What you are asked to do:
Write out all the rows below again, requests included, but multiply each x and y coordinate in the answers by 1.6 and round it to a whole number, with halves rounded up.

═══ Given information

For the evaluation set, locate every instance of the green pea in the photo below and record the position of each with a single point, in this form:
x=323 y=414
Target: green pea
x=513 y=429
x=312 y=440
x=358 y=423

══════

Complete output:
For the evaluation set, locate every instance of the green pea in the photo below and record the position of each with a single point, in this form:
x=323 y=414
Target: green pea
x=821 y=686
x=499 y=704
x=573 y=677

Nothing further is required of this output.